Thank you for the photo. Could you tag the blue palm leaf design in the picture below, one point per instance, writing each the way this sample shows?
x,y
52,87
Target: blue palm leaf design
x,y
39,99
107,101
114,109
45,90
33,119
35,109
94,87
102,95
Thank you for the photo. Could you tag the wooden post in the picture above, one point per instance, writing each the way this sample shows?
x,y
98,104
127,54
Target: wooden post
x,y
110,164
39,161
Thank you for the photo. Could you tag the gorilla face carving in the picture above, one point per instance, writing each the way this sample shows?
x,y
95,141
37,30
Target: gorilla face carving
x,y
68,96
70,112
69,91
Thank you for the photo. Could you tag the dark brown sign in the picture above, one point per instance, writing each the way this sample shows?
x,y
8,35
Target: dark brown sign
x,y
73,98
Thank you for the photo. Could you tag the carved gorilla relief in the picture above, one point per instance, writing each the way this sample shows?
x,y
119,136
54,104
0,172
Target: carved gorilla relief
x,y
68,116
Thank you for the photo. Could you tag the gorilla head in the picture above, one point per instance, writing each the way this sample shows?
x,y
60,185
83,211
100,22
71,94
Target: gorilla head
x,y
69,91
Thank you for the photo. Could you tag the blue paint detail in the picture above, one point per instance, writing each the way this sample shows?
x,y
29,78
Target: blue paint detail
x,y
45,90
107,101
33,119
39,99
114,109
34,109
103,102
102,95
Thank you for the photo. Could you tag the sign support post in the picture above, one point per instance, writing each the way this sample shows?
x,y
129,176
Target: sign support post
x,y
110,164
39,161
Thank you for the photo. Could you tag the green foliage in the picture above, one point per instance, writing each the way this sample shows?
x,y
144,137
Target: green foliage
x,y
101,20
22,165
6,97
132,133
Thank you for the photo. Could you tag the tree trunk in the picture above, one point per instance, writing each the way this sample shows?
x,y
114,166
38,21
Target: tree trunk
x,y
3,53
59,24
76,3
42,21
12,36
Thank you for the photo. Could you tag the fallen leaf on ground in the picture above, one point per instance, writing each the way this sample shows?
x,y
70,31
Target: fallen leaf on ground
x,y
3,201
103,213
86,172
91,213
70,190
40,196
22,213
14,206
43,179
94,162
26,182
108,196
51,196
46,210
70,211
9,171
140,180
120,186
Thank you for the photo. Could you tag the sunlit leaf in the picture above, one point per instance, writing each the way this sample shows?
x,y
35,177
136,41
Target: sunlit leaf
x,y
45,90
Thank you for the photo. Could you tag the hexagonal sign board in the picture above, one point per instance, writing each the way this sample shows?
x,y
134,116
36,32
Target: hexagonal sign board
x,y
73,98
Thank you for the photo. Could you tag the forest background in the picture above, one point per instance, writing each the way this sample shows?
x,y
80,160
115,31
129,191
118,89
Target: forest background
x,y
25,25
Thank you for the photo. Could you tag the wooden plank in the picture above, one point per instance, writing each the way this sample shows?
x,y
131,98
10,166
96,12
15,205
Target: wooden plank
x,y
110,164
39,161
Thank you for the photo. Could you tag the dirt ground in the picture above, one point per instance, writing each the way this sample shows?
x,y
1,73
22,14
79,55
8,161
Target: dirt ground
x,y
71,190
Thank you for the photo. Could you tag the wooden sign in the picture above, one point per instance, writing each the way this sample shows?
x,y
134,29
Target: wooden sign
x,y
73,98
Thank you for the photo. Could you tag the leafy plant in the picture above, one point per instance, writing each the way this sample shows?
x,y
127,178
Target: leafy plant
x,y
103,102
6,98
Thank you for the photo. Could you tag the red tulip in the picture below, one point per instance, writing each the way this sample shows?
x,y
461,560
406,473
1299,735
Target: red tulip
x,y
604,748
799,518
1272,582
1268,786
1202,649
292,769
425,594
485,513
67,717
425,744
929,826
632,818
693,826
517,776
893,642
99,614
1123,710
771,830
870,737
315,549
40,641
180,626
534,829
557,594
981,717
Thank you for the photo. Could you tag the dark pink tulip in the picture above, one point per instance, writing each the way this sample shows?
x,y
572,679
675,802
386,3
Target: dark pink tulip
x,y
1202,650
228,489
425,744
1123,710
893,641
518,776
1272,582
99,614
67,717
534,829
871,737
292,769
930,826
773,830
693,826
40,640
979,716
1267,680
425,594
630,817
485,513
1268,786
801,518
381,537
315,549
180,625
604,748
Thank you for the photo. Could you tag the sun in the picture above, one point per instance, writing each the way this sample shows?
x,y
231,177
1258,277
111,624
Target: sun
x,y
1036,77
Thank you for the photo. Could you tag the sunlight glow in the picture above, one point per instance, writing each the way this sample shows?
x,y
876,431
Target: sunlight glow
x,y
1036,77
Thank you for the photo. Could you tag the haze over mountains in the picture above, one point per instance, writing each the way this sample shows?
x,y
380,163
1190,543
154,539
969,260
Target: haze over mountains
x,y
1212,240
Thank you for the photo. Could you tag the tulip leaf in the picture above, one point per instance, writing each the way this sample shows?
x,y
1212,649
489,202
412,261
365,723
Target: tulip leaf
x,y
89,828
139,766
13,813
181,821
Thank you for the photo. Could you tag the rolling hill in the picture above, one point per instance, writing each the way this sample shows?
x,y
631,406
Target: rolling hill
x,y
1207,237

+ + +

**TRY IT**
Gather all lines of the records that include the word "below".

**OUTPUT OF THE TASK**
Thank you for the photo. Could you tag the blue palm leaf design in the picture below, one point per instance, writing each the way this sample shows?
Thank you for the photo. Could you tag the red tulip in the picture below, one point per instance, writing each the way this sample shows?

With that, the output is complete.